■ Exercise
Rewrite these records with every occurrence of "one point per instance" replaced by "a single point for each instance", changing nothing else, and leave the pictures out of your answer.

•••

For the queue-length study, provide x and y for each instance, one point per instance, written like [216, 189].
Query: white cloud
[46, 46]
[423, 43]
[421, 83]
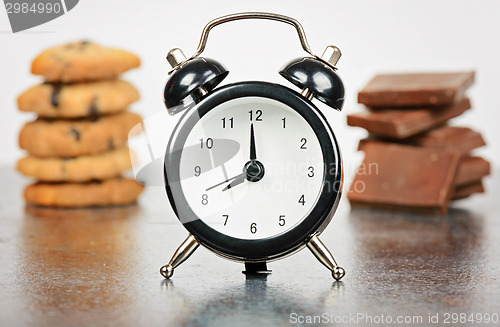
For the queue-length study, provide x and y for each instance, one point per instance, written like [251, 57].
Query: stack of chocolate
[413, 159]
[77, 146]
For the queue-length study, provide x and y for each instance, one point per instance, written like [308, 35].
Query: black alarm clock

•••

■ Solution
For the queue-length study, provide x and y for each instance, a single point for each instance, written like [216, 189].
Query: white cloud
[46, 46]
[423, 43]
[421, 83]
For the queue-length study, provide x and y for each instance, a single point for each instance, written like [251, 57].
Query: stack of chocolate
[413, 159]
[77, 146]
For the queue-length study, provide x and y for each instance, a single point for each instance, written like [308, 35].
Query: black alarm clock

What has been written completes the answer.